• Task details
Output the lines of the records below as a numbered list, starting at the line containing "find the lemon wedge" and ending with the last line of the records, both ends included. Omit any blank lines.

• Given records
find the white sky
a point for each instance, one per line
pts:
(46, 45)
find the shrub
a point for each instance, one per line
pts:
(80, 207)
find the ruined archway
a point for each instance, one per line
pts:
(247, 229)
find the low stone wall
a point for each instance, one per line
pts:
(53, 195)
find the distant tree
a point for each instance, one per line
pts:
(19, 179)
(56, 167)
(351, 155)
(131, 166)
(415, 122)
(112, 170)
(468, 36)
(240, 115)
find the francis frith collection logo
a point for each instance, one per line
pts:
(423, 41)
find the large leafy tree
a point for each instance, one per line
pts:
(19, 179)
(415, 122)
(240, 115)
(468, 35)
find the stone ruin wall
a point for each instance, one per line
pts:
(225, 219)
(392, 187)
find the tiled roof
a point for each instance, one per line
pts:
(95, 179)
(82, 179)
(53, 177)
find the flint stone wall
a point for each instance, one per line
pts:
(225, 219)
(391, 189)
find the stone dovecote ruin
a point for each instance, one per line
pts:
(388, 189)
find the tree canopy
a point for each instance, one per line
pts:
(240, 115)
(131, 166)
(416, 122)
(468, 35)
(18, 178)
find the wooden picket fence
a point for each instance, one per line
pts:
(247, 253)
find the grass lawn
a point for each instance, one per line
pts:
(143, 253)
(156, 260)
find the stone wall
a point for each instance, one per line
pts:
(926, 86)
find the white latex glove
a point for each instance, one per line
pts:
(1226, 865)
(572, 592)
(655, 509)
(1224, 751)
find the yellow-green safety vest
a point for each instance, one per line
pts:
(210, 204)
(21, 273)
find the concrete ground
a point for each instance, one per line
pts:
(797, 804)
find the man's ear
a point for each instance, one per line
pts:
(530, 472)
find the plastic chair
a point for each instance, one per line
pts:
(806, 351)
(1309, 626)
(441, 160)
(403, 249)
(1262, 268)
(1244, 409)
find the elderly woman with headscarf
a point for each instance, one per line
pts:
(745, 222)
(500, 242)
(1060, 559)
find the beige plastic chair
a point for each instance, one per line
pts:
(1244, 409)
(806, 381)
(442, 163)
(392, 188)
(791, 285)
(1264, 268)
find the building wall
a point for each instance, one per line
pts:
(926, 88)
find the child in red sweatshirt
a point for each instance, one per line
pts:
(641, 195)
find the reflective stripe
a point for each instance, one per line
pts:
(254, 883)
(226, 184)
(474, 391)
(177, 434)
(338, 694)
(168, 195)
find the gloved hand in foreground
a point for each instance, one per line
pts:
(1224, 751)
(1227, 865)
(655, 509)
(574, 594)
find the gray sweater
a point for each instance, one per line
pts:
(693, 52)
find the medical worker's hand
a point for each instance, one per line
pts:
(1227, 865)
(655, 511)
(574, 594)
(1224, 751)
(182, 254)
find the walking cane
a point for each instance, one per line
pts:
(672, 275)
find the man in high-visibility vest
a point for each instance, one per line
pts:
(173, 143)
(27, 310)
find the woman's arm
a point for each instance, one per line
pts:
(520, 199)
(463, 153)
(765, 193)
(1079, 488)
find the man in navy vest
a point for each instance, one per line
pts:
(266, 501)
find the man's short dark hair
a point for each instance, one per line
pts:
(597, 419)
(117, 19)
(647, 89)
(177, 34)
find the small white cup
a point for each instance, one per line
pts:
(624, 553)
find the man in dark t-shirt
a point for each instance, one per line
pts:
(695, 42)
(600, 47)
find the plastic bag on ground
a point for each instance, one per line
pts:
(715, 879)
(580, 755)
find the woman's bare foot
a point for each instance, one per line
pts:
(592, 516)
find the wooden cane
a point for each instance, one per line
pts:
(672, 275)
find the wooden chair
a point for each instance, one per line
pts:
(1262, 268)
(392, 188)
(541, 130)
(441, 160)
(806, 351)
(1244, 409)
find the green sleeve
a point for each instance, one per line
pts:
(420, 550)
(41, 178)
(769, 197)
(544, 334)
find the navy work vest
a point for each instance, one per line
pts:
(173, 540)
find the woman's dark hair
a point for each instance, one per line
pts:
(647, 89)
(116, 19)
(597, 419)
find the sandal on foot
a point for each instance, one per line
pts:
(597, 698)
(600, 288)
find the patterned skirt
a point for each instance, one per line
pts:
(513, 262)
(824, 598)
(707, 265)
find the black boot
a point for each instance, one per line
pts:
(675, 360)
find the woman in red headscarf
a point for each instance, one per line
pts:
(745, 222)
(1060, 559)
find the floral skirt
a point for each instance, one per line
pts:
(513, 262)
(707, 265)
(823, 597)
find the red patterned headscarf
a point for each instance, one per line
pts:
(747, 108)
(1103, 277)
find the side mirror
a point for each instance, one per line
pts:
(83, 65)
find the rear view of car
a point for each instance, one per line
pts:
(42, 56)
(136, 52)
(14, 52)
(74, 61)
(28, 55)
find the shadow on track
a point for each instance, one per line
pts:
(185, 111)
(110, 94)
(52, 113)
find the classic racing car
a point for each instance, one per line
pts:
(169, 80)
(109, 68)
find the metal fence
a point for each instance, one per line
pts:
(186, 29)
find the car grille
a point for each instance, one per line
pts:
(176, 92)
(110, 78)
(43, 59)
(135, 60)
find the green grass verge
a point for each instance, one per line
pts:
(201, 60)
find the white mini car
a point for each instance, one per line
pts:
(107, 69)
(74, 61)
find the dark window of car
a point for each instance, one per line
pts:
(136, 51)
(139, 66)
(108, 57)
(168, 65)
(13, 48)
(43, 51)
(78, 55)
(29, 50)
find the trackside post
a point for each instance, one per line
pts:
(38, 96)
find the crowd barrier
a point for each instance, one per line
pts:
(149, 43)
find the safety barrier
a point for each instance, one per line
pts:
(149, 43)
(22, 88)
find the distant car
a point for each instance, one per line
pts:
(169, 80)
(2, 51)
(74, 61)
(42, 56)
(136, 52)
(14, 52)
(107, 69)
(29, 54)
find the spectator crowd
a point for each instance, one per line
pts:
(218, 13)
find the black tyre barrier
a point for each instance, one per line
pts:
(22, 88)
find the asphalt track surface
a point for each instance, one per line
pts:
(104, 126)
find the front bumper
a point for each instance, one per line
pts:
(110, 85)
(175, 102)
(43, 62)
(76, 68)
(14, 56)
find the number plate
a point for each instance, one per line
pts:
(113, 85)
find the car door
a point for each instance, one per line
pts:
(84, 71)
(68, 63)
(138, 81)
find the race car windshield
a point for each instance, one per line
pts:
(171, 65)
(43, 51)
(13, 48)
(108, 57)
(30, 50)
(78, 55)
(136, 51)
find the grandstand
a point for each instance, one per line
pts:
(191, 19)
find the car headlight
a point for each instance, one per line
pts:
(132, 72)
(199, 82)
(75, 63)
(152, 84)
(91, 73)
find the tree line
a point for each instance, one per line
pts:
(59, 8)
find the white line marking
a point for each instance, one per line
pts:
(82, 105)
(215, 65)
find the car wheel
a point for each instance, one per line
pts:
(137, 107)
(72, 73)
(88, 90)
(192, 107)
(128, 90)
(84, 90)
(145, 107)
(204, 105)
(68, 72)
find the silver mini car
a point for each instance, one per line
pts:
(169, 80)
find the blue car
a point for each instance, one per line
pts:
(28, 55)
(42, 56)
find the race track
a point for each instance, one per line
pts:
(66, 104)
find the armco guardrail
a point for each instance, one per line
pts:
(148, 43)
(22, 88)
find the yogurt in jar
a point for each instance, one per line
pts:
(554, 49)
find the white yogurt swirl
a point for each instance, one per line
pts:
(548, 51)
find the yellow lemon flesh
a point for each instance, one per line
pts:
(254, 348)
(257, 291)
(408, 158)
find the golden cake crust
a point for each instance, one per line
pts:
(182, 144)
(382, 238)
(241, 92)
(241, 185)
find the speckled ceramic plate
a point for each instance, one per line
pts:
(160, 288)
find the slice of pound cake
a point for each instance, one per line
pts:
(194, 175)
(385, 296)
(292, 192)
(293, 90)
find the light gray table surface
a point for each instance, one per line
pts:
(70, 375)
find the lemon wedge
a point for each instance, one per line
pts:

• Written answer
1. find the lemon wedge
2. a point for each instance, one per line
3. pts:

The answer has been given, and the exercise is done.